[Entries taken from a collection]
__________________________________________________

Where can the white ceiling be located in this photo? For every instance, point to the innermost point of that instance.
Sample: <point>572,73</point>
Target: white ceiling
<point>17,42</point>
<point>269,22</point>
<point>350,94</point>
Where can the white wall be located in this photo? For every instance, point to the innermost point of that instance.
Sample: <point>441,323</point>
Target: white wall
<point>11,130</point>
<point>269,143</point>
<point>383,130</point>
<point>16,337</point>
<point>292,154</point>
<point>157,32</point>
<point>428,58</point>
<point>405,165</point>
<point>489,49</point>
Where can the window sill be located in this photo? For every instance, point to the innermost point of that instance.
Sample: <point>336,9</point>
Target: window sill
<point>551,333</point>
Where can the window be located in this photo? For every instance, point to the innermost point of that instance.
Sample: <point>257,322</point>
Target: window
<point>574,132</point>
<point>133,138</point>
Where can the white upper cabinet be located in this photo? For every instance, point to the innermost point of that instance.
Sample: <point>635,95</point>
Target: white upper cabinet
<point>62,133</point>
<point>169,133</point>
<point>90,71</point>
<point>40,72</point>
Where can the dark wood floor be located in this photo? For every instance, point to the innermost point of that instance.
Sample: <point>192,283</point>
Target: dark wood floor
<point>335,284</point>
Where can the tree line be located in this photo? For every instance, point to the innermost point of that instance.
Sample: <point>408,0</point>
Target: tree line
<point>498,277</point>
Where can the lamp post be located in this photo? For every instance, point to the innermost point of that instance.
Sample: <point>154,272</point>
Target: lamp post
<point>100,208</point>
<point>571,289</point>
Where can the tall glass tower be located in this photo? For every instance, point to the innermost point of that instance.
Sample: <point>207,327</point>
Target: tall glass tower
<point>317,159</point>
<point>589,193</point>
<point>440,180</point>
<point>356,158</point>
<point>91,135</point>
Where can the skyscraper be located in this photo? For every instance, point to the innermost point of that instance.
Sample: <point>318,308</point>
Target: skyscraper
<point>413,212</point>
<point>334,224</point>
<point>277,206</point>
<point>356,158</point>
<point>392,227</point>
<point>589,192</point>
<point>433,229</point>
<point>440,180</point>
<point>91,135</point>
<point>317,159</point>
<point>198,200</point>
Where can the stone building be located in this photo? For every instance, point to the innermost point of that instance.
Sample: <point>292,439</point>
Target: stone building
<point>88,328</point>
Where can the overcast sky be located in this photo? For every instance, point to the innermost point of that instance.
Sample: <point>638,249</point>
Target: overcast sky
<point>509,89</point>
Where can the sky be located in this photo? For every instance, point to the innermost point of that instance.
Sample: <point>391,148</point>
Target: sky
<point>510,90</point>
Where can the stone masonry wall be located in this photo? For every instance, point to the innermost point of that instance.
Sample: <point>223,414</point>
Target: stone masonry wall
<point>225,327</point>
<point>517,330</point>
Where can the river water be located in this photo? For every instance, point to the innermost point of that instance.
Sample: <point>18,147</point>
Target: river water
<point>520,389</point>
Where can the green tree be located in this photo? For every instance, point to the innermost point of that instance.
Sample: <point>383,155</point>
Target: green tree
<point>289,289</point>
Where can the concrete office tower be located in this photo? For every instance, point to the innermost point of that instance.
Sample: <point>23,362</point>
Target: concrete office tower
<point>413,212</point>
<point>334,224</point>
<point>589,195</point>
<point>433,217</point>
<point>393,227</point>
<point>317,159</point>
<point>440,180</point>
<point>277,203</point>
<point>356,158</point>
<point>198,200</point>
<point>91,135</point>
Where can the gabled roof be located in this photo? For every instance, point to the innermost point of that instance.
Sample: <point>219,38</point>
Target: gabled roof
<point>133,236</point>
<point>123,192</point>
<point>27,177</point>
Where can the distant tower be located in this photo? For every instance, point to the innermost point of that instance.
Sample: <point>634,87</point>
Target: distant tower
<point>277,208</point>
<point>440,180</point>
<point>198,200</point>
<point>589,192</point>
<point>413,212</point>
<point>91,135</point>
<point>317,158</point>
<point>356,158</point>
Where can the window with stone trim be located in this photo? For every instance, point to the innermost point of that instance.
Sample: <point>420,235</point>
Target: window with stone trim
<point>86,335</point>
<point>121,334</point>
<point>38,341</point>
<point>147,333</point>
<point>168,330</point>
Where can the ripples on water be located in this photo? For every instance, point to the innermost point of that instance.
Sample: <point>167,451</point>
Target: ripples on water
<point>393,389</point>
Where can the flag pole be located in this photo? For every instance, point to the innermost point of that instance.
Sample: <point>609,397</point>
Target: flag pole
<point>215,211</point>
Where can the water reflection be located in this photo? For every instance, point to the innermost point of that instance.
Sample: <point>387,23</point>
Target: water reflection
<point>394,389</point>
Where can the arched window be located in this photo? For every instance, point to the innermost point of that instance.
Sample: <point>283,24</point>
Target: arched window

__________________________________________________

== Required work ==
Return the line that contains "Where can the flag" along with every line after it through the end of the entries, exactly, adding nothing.

== Answer below ==
Where can the flag pole be located in this photo? For every instance, point to the innermost point of that instance.
Sample: <point>609,397</point>
Target: flag pole
<point>215,211</point>
Where can the water reflection be located in this photo? For every instance, point to the innermost point of that instance.
Sample: <point>387,23</point>
Target: water reflection
<point>394,389</point>
Where can the arched window be located in this photo? For every instance, point to the innermost point of that instance.
Sample: <point>283,24</point>
Target: arched window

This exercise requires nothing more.